Problem to solve.
All the entries that follow must be written out again exactly.

Data.
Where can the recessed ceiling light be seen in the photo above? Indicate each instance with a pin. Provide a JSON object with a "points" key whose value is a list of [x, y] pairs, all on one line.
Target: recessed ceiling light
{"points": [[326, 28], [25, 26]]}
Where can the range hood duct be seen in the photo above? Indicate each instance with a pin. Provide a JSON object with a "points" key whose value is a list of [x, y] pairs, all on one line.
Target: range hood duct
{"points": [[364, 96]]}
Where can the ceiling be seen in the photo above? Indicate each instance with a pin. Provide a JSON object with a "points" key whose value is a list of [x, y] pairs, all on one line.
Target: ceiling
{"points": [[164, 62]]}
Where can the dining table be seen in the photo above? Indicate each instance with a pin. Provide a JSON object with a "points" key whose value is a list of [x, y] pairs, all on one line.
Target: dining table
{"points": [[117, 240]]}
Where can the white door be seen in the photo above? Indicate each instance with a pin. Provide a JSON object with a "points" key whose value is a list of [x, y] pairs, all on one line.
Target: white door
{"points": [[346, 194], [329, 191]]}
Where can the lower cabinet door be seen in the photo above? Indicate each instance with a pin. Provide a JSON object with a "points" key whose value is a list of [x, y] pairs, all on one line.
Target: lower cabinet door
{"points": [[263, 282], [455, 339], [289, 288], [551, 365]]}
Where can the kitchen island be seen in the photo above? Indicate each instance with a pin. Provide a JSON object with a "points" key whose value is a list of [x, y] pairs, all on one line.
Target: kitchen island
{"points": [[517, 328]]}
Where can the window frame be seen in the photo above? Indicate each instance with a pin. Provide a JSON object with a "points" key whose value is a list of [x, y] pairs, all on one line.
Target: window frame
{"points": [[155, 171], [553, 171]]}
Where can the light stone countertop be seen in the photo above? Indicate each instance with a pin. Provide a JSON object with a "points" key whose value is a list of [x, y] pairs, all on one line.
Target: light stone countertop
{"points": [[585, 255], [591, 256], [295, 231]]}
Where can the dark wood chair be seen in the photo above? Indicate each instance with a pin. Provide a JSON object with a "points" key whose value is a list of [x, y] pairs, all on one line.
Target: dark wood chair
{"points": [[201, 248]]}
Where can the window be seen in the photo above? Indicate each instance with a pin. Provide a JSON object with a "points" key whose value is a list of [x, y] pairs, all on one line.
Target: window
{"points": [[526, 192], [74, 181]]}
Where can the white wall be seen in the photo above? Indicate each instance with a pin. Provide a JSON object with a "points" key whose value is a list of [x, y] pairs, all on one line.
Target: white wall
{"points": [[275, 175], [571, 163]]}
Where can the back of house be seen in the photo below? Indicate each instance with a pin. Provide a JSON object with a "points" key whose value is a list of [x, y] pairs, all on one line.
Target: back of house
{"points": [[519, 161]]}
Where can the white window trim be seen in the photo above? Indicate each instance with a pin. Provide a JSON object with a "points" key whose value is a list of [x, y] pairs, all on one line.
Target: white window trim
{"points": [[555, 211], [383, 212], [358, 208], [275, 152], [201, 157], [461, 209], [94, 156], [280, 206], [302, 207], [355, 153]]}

Written response.
Where can the recessed ceiling light be seen in the photo above? Indicate each instance with a pin. Provide a JSON object with a "points" key whose value is a list of [x, y] pairs, all on one line.
Target: recessed ceiling light
{"points": [[326, 28], [25, 26]]}
Where can the range hood duct be seen in the photo above? Indicate each instance with a pin. Provide a JSON object with a "points" key whose value is a list of [x, y] pairs, all on one line.
Target: range hood duct
{"points": [[364, 96]]}
Where can the ceiling be seen in the photo above? Indicate each instance with a pin. Provide a JSON object with a "points" key whose value is a list of [x, y] pairs, all on one line.
Target: ceiling
{"points": [[164, 62]]}
Where can the dining table be seen in the photo above? Indicate each instance with a pin. Provide a JSON object with a "points" key whose value is a list of [x, y] pairs, all on one line.
Target: dining table
{"points": [[117, 240]]}
Where can the white door be seen in the photo above? Indicate each instance with a pin. Provide a JSON object with a "points" key whose value is a list of [x, y] pairs, all on one line.
Target: white door
{"points": [[346, 194], [329, 191]]}
Where can the lower cabinet door be seen in the photo above? Indicate each instance with a pin. Provide a JSON object with a "points" key whose value is a list of [x, y] pairs, all on one line.
Target: lower cabinet door
{"points": [[263, 282], [455, 339], [289, 288], [551, 365]]}
Where can the kitchen island be seen in the photo above? Indicate each instance with a pin. Provide a JSON object with a "points" key whose value is a list of [x, y] pairs, all on one line.
Target: kitchen island
{"points": [[517, 328]]}
Where can the window frame be seen in the photo above? Indicate each instance with a pin. Provide a JSON object with a "points" key whose value is a list of [x, y] pairs, all on one line.
Target: window frame
{"points": [[155, 171], [553, 171]]}
Where can the light stone countertop be seen in the photo above? Indicate each instance with a pin. Provide a JSON object with a "points" key whose value is a list of [x, y] pairs, all on one line.
Target: light stone countertop
{"points": [[585, 255], [591, 256], [295, 231]]}
Where can the dark wood chair be seen in the photo above? Indicate each instance with a pin. Provide a JSON object with a "points" key whose value is a list of [x, y] pairs, all on one line.
Target: dark wood chair
{"points": [[201, 248]]}
Where can the window be seen in the photo above? Indicate each instance with a pin. Provide a JSON object with a "points" key whose value is a list of [x, y] pairs, all on one line.
Target: window
{"points": [[526, 192], [74, 181]]}
Where can the white wall be seen in the photo above? Indicate each instance with a pin. Provide a JSON object with a "points" key whose value is a list of [x, y] pairs, all on one line.
Target: white wall
{"points": [[275, 175], [571, 163]]}
Where can the back of house be seen in the photo below? Indicate each instance with a pin. Provide a JSON object with a "points" key whose value is a list of [x, y] pairs, all on one line.
Target: back of house
{"points": [[519, 161]]}
Where can the white window trim be seen in the photo above? Indicate each instance with a pin. Provide a JSON object with a "points" key whose value is a list of [x, y] pairs, all on one line.
Target: white window trim
{"points": [[555, 211], [383, 212], [358, 208], [275, 152], [201, 157], [461, 209], [94, 156], [280, 206], [302, 207], [355, 153]]}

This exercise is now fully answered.